Set out every one of the following entries as a numbered list, omitting any blank lines.

RECORDS TO PROCESS =
BEGIN

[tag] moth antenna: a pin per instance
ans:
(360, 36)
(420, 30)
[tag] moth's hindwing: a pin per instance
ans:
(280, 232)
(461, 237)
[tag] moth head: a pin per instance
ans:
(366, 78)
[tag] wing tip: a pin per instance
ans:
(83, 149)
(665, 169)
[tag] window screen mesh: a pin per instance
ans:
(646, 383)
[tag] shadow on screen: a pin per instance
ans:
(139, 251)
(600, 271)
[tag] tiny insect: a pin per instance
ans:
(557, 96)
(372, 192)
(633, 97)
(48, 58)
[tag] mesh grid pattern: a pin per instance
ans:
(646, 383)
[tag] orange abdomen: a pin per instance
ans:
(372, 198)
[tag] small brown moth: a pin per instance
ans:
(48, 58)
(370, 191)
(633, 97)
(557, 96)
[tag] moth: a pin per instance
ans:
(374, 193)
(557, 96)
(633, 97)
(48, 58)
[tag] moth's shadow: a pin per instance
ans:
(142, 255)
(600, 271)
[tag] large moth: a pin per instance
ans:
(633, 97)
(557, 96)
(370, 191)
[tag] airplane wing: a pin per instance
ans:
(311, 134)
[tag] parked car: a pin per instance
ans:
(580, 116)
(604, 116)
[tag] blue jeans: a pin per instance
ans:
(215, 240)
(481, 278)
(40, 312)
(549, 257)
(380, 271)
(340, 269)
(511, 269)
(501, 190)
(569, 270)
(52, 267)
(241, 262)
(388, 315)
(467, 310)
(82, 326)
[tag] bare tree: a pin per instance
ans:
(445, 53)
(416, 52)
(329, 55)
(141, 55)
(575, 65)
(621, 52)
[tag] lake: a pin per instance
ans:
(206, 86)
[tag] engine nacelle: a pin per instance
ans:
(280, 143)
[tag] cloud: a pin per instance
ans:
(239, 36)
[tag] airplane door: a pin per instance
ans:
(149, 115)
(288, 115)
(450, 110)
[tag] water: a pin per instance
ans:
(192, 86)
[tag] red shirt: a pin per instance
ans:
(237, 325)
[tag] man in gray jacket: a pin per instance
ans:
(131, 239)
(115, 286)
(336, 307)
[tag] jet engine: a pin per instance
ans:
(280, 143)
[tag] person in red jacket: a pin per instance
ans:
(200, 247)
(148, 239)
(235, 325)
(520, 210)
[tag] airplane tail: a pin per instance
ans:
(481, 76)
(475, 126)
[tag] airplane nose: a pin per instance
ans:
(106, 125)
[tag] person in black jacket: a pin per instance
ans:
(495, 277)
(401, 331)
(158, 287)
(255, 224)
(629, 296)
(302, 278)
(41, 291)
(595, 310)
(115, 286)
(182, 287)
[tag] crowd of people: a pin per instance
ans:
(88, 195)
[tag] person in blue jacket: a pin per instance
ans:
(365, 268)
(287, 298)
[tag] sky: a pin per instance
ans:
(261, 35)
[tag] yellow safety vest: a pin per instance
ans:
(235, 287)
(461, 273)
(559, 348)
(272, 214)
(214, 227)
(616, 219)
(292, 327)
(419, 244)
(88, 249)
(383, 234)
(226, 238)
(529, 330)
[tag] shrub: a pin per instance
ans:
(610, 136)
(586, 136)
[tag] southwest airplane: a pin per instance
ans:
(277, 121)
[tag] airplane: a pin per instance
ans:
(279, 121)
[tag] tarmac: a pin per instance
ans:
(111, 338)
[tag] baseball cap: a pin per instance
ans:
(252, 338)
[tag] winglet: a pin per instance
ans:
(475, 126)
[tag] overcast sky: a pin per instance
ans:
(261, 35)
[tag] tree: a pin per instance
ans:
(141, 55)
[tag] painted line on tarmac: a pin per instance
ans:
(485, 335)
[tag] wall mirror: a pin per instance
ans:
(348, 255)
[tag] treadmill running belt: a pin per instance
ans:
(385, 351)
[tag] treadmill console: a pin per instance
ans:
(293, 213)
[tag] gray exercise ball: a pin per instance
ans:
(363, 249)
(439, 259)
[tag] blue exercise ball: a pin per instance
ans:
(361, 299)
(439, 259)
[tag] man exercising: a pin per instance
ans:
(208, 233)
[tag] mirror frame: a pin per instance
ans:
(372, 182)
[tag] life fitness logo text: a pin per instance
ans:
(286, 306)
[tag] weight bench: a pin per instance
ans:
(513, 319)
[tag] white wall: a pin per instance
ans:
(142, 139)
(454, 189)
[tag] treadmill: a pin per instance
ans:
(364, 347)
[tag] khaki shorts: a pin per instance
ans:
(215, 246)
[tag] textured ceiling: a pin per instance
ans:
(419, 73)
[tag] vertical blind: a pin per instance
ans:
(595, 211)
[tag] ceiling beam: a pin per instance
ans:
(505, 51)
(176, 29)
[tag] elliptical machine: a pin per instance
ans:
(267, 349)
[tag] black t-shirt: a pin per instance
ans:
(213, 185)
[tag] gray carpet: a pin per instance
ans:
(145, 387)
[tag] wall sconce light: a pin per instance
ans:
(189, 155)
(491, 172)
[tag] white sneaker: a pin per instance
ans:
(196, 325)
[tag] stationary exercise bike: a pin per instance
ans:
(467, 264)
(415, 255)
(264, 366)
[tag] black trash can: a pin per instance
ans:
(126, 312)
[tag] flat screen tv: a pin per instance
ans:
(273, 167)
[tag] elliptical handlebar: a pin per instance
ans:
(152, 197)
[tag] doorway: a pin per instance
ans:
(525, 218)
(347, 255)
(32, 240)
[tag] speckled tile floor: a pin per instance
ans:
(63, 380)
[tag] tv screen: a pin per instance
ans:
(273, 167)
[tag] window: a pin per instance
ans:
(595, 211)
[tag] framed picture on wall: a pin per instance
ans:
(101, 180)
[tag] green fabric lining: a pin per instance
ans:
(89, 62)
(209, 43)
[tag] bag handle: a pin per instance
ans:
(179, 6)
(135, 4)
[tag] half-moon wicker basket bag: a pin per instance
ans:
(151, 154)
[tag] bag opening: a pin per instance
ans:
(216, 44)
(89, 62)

END

RESULT OF THIS EXERCISE =
1. [tag] moth antenna: a pin per instance
2. ans:
3. (360, 36)
4. (420, 30)
5. [tag] moth's hindwing: a pin per instance
6. ans:
7. (280, 232)
8. (461, 237)
9. [tag] moth head: a pin per instance
10. ans:
11. (366, 78)
12. [tag] wing tip: a pin per instance
13. ans:
14. (83, 149)
15. (665, 169)
16. [tag] window screen mesh: a pin per instance
17. ans:
18. (646, 383)
19. [tag] shadow on screen: a pin per instance
20. ans:
21. (139, 251)
22. (600, 271)
23. [tag] tiny insect: a pin per instance
24. ans:
25. (557, 96)
26. (372, 192)
27. (633, 97)
28. (48, 58)
29. [tag] mesh grid pattern: a pin per instance
30. ans:
31. (646, 383)
32. [tag] orange abdomen: a pin per instance
33. ans:
34. (372, 198)
35. [tag] small brown moth: a pin per instance
36. ans:
37. (48, 58)
38. (370, 191)
39. (633, 97)
40. (557, 96)
41. [tag] moth: a pin per instance
42. ans:
43. (374, 193)
44. (557, 96)
45. (633, 97)
46. (48, 58)
47. [tag] moth's shadow: a pin per instance
48. ans:
49. (142, 255)
50. (600, 271)
51. [tag] large moth: a pin per instance
52. ans:
53. (633, 97)
54. (557, 96)
55. (370, 191)
56. [tag] airplane wing: a pin per instance
57. ans:
58. (311, 134)
59. [tag] parked car: a pin per instance
60. ans:
61. (580, 116)
62. (604, 116)
63. [tag] blue jeans: a pin per instance
64. ans:
65. (215, 240)
66. (481, 278)
67. (40, 312)
68. (549, 257)
69. (380, 271)
70. (340, 269)
71. (511, 269)
72. (501, 190)
73. (569, 270)
74. (52, 267)
75. (241, 262)
76. (388, 315)
77. (467, 310)
78. (82, 326)
79. [tag] bare tree: a pin per instance
80. ans:
81. (445, 53)
82. (416, 52)
83. (329, 55)
84. (141, 55)
85. (575, 65)
86. (621, 52)
87. [tag] lake: a pin per instance
88. ans:
89. (206, 86)
90. [tag] engine nacelle: a pin per instance
91. ans:
92. (280, 143)
93. [tag] cloud: a pin per instance
94. ans:
95. (239, 36)
96. [tag] airplane door: a pin per instance
97. ans:
98. (149, 115)
99. (288, 115)
100. (450, 110)
101. [tag] water: a pin per instance
102. ans:
103. (192, 86)
104. [tag] red shirt: a pin per instance
105. ans:
106. (237, 325)
107. [tag] man in gray jacket: a pin per instance
108. ans:
109. (131, 239)
110. (115, 286)
111. (336, 307)
112. [tag] jet engine: a pin per instance
113. ans:
114. (280, 143)
115. [tag] person in red jacket: a pin per instance
116. ans:
117. (200, 247)
118. (148, 239)
119. (235, 325)
120. (520, 210)
121. [tag] airplane tail: a pin per instance
122. ans:
123. (481, 76)
124. (475, 126)
125. [tag] airplane nose: a pin per instance
126. ans:
127. (106, 125)
128. [tag] person in black jacket: a pin per instance
129. ans:
130. (495, 277)
131. (401, 331)
132. (158, 287)
133. (255, 224)
134. (629, 296)
135. (302, 278)
136. (41, 291)
137. (595, 310)
138. (115, 286)
139. (182, 287)
140. [tag] crowd of people: a pin per instance
141. ans:
142. (88, 195)
143. [tag] person in blue jacket: a pin per instance
144. ans:
145. (365, 268)
146. (287, 298)
147. [tag] sky: a pin per instance
148. ans:
149. (261, 35)
150. [tag] yellow safety vest: a pin per instance
151. ans:
152. (235, 287)
153. (461, 273)
154. (559, 348)
155. (272, 214)
156. (214, 227)
157. (616, 219)
158. (292, 327)
159. (419, 244)
160. (88, 249)
161. (383, 234)
162. (226, 238)
163. (529, 330)
164. [tag] shrub: a pin per instance
165. ans:
166. (610, 136)
167. (586, 136)
168. [tag] southwest airplane: a pin per instance
169. ans:
170. (277, 121)
171. [tag] airplane: a pin per instance
172. ans:
173. (279, 121)
174. [tag] tarmac: a pin per instance
175. ans:
176. (111, 338)
177. [tag] baseball cap: a pin per instance
178. ans:
179. (252, 338)
180. [tag] winglet: a pin per instance
181. ans:
182. (475, 126)
183. [tag] overcast sky: a pin per instance
184. ans:
185. (261, 35)
186. [tag] tree: a pin per instance
187. ans:
188. (141, 55)
189. [tag] painted line on tarmac: a pin per instance
190. ans:
191. (485, 335)
192. [tag] wall mirror: a pin per instance
193. ans:
194. (348, 255)
195. [tag] treadmill running belt: a pin per instance
196. ans:
197. (385, 351)
198. [tag] treadmill console: a pin per instance
199. ans:
200. (293, 213)
201. [tag] gray exercise ball: a pin per instance
202. ans:
203. (363, 249)
204. (439, 259)
205. [tag] blue exercise ball: a pin per instance
206. ans:
207. (361, 299)
208. (439, 259)
209. [tag] man exercising: a pin per instance
210. ans:
211. (208, 233)
212. [tag] mirror frame: a pin per instance
213. ans:
214. (372, 182)
215. [tag] life fitness logo text: a pin per instance
216. ans:
217. (286, 306)
218. [tag] weight bench: a pin per instance
219. ans:
220. (513, 319)
221. [tag] white wall: a pin per instance
222. ans:
223. (142, 139)
224. (454, 189)
225. [tag] treadmill: a pin per instance
226. ans:
227. (364, 347)
228. [tag] khaki shorts: a pin per instance
229. ans:
230. (215, 246)
231. [tag] textured ceiling: a pin per instance
232. ans:
233. (419, 73)
234. [tag] vertical blind: a pin per instance
235. ans:
236. (595, 211)
237. [tag] ceiling beam: a pin per instance
238. ans:
239. (505, 51)
240. (176, 29)
241. [tag] elliptical machine: a pin per instance
242. ans:
243. (267, 349)
244. [tag] black t-shirt: a pin per instance
245. ans:
246. (213, 185)
247. [tag] gray carpet: a pin per instance
248. ans:
249. (145, 387)
250. [tag] wall sconce light: a pin per instance
251. ans:
252. (189, 155)
253. (491, 172)
254. [tag] white sneaker: a pin per instance
255. ans:
256. (196, 325)
257. [tag] stationary exercise bike: a pin per instance
258. ans:
259. (467, 264)
260. (415, 255)
261. (264, 366)
262. [tag] black trash can: a pin per instance
263. ans:
264. (126, 312)
265. [tag] flat screen tv: a pin per instance
266. ans:
267. (273, 167)
268. [tag] elliptical handlebar: a pin per instance
269. ans:
270. (152, 197)
271. [tag] doorway: a pin per instance
272. ans:
273. (525, 218)
274. (347, 255)
275. (32, 240)
276. [tag] speckled tile floor: a pin per instance
277. ans:
278. (63, 380)
279. [tag] tv screen: a pin per instance
280. ans:
281. (273, 167)
282. [tag] window: a pin per instance
283. ans:
284. (595, 211)
285. [tag] framed picture on wall: a pin per instance
286. ans:
287. (101, 180)
288. [tag] green fabric lining: a pin per instance
289. ans:
290. (89, 62)
291. (209, 43)
292. [tag] bag handle: a pin per instance
293. ans:
294. (179, 6)
295. (135, 4)
296. [tag] half-moon wicker basket bag: a pin per instance
297. ans:
298. (151, 154)
299. [tag] bag opening: a pin per instance
300. ans:
301. (216, 44)
302. (89, 62)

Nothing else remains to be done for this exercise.